EXERCISE INSTRUCTIONS:
1. Answer these about the post on Gulati v MGN:
(a) Which judge decided the case?
(b) From what perspective does the post say it will treat damages?
(c) What does the post argue is the important thing to avoid with the two models?
2. Repeat word for word the part of the post on Gulati v MGN starting with "Perhaps more clearly" and going on through "level of generality.".

EXCERPT:
+ + + + +
£50 pound notesThe case of Gulati v MGN Ltd [2015] EWHC 1482 (Ch), to which the attention of this blog’s readers has already been drawn here, is a complex but important case. In particular, the fact that no publication to the world at large had occurred in the case of one claimant, and that the element of distress was considerably downplayed because the hacking had occurred unbeknownst to the claimants, forced Mann J to engage with foundational issues in the still-fledging law of privacy in England and Wales. This post will focus on the topic of damages (the sort of losses that are being compensated for) and do so from a mainly private law theory perspective.

Perhaps more clearly than any case before it, whether in privacy or tort more generally, Gulati exposes the frontal clash between two models of understanding the relationship between tort and harm (or wrong and loss) – which, while not limited to breach of privacy, have found in this cause of action a fertile ground to compete on. The important thing, it is argued, is not to mix and match them (something that Mann J. only partially succeeding in doing). The underpinning issues being highly theoretical, we need to start the argument on a high level of generality.
+ + + + +
DATASET:

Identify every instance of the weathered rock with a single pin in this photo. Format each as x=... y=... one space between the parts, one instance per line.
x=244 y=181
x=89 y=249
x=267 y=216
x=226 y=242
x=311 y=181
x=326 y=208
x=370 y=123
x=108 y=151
+ + + + +
PROBLEM SOLUTIONS:
1.
(a) Mann J.
(b) A mainly private law theory perspective.
(c) Mixing and matching them.

2.
Perhaps more clearly than any case before it, whether in privacy or tort more generally, Gulati exposes the frontal clash between two models of understanding the relationship between tort and harm (or wrong and loss) – which, while not limited to breach of privacy, have found in this cause of action a fertile ground to compete on. The important thing, it is argued, is not to mix and match them (something that Mann J. only partially succeeding in doing). The underpinning issues being highly theoretical, we need to start the argument on a high level of generality.